Point placement records:
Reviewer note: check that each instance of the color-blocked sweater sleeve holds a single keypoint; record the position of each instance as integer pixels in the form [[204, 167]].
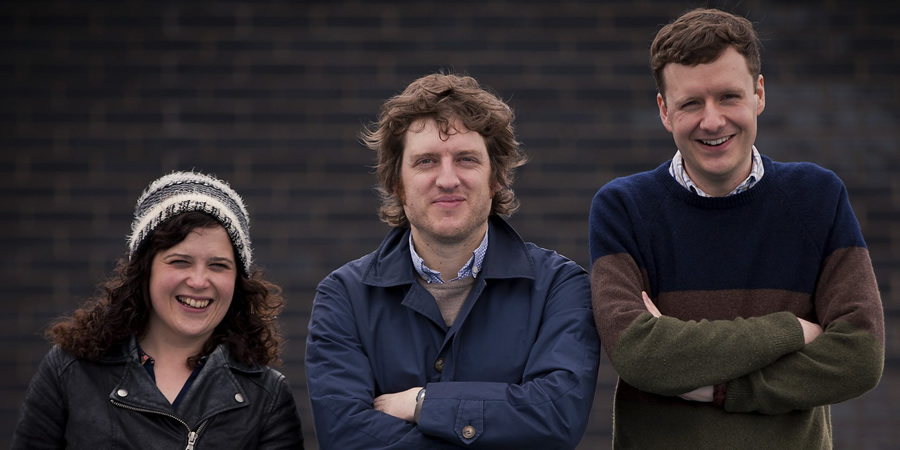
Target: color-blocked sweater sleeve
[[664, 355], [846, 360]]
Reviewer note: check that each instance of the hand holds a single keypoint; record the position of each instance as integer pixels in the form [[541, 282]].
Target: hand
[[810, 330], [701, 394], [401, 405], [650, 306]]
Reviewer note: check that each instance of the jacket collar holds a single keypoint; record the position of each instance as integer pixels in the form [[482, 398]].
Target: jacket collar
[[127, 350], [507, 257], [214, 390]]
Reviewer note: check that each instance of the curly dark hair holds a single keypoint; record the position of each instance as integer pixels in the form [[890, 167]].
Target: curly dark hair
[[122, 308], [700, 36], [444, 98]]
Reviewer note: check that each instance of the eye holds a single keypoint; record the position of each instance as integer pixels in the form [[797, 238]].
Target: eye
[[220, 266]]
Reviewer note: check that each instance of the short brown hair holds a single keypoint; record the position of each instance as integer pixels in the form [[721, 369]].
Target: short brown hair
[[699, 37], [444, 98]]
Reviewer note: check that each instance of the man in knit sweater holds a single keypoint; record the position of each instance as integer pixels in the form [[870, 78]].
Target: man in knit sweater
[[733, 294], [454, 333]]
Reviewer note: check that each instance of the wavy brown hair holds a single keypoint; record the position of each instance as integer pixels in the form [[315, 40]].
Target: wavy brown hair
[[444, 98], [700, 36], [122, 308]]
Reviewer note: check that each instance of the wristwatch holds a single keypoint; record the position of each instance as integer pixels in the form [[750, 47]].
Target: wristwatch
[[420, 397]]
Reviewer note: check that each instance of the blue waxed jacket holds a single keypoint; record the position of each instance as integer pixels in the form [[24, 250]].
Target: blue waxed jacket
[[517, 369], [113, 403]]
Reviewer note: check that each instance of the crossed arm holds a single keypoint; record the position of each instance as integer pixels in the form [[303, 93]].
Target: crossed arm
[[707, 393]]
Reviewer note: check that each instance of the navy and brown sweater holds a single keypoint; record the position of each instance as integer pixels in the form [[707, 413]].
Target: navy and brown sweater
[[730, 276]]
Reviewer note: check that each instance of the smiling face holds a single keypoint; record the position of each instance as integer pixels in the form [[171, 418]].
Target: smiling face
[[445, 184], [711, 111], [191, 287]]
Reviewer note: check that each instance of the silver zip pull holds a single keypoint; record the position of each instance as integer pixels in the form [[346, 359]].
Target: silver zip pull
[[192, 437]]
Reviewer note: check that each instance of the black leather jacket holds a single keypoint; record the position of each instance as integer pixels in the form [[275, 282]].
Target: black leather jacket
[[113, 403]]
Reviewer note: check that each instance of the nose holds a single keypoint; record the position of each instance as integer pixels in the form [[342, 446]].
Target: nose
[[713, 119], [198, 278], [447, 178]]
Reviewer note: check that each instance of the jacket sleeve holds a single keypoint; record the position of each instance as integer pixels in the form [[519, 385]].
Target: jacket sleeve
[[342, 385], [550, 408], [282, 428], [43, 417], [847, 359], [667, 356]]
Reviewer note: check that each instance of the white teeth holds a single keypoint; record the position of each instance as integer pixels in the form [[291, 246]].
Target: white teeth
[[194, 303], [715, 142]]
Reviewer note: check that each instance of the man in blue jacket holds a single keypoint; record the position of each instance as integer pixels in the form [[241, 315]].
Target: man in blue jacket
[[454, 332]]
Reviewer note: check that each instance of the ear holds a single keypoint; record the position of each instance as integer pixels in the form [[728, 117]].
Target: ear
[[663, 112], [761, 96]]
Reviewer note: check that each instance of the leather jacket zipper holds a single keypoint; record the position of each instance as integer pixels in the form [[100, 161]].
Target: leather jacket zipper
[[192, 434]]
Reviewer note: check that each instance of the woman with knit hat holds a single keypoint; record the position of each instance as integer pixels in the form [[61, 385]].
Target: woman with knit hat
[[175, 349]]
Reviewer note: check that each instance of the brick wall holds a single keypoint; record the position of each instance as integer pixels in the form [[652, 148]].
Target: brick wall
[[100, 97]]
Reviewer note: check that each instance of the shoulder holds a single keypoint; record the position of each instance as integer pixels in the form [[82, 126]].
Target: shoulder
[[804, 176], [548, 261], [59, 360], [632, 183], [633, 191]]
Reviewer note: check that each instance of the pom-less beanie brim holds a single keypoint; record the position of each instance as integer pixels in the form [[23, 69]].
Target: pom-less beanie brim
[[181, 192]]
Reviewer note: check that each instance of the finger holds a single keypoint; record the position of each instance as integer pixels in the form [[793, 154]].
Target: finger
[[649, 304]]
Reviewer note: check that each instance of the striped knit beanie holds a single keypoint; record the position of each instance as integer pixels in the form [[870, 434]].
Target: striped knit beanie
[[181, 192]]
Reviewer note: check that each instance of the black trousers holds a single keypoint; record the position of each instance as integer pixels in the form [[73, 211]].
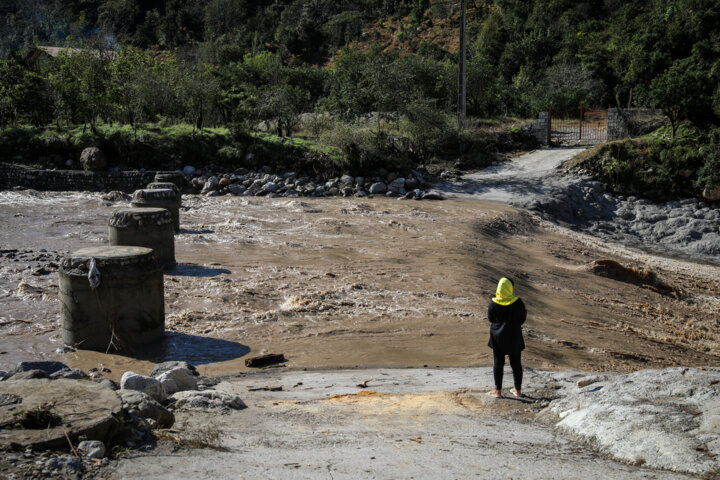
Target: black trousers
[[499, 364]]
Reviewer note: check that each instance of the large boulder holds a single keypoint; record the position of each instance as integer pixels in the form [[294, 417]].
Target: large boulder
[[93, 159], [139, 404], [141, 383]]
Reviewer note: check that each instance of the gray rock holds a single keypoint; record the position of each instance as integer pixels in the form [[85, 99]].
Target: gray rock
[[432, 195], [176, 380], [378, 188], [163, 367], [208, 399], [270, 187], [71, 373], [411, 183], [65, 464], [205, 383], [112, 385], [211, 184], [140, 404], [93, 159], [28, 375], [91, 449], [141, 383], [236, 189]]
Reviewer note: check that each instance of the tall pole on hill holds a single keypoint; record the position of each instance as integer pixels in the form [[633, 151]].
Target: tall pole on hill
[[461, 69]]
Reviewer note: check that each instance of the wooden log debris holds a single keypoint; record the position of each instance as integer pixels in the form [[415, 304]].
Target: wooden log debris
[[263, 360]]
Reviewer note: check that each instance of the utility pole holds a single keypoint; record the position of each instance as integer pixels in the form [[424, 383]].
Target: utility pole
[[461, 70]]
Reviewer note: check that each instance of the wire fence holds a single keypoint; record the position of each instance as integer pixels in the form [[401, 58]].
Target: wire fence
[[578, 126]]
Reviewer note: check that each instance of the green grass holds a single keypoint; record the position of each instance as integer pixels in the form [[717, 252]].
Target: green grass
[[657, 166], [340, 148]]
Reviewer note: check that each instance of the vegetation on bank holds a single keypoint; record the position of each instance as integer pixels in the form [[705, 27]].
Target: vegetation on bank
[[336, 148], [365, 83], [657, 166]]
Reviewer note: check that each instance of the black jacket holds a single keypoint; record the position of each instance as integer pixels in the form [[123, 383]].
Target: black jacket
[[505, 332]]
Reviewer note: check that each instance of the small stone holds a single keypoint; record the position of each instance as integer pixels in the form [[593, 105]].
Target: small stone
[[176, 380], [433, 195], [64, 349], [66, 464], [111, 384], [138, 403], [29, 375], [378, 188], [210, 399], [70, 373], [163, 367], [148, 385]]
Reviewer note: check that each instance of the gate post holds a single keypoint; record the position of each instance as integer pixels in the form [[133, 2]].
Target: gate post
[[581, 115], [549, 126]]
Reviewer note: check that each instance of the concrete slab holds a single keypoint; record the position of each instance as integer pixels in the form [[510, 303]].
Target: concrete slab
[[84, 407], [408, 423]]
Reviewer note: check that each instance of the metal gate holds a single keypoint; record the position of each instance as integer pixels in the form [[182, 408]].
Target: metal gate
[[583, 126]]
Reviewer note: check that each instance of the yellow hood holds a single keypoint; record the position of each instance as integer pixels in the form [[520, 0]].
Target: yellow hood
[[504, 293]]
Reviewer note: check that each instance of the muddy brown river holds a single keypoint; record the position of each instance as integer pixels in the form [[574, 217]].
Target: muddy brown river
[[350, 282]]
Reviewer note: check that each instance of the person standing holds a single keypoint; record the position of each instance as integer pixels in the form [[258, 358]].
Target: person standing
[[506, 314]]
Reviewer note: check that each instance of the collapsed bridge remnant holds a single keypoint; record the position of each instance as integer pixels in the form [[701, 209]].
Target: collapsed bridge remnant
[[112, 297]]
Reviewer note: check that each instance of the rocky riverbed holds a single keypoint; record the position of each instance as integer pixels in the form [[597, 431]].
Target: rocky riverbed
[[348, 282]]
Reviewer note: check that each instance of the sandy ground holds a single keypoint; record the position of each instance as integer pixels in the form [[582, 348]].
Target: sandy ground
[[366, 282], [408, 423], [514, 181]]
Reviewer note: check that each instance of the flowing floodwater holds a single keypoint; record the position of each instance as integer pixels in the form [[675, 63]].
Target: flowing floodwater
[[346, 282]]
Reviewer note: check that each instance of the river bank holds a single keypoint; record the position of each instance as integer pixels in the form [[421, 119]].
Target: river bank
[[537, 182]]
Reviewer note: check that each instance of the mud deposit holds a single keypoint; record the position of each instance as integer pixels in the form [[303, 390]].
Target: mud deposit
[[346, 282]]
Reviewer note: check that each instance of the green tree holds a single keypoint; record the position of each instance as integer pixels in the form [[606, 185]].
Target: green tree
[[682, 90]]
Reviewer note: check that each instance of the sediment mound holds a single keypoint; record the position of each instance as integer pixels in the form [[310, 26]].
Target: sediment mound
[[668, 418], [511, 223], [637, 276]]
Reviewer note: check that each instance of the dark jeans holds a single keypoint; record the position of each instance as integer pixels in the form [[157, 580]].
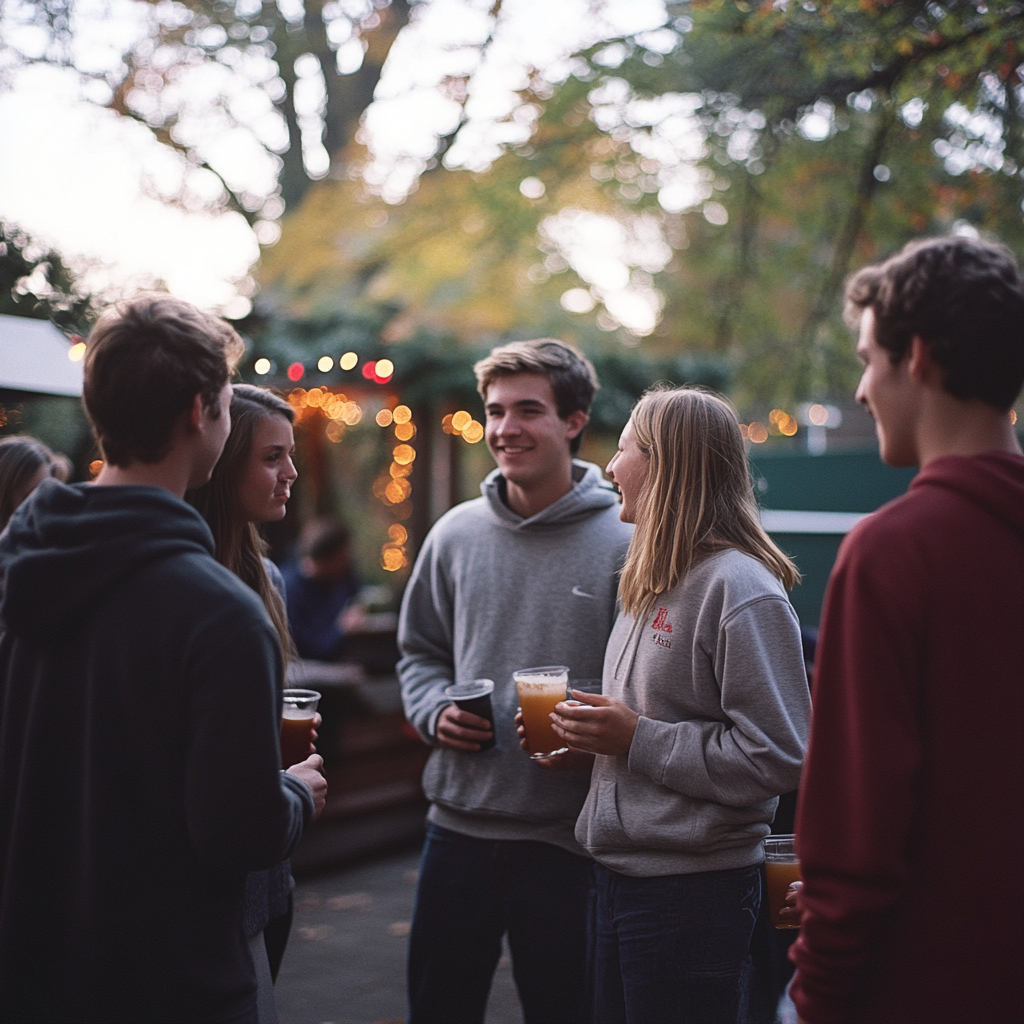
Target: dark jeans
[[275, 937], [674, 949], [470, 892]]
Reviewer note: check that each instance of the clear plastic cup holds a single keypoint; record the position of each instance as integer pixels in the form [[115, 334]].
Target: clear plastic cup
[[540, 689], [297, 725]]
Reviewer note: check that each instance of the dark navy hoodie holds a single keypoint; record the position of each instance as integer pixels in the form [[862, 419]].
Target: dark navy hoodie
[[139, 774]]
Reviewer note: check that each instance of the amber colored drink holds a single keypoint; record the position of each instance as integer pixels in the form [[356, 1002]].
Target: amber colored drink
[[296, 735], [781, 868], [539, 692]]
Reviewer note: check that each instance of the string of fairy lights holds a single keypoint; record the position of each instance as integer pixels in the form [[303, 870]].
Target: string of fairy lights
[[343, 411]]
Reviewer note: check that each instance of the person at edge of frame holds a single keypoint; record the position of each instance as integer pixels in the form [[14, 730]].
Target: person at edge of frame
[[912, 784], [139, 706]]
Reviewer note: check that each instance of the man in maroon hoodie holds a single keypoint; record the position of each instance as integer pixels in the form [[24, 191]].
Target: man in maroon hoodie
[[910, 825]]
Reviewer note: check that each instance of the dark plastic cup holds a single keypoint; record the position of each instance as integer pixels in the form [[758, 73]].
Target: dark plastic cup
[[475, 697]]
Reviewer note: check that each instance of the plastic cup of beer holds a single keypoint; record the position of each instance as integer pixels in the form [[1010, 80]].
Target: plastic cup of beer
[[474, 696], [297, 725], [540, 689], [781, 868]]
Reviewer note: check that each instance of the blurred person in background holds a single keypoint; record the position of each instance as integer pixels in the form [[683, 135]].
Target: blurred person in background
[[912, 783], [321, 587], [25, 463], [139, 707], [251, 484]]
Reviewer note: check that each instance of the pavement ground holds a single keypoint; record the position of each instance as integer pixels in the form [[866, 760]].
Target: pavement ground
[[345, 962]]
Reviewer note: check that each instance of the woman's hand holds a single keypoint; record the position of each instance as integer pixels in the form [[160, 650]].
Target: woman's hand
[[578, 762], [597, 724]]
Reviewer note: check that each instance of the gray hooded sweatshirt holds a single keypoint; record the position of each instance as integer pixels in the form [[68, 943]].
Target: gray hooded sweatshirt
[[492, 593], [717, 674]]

Task directions » For this exercise, please retype exactly the lines in the listing from the line with "Reviewer note: check that each instance of the pavement" through its last line, both ends included.

Task answer »
Reviewer note: check that each instance of the pavement ground holds a single keypoint; record the position of each instance as integer pixels in the form [[866, 760]].
Target: pavement ground
[[345, 962]]
Reviewer note: check that each instance of the woman's hand holds a single keypoint; record the position of each instance as integer pixels in the form [[160, 650]].
Target: woman's hand
[[578, 762], [597, 724]]
Reviewer note: check that each instance of the gray hooded sweatshirt holds a single keypoint; record the position of each instance as integer pixels in the form [[68, 943]].
Target: gray hooded sweatshirt
[[492, 593], [717, 674]]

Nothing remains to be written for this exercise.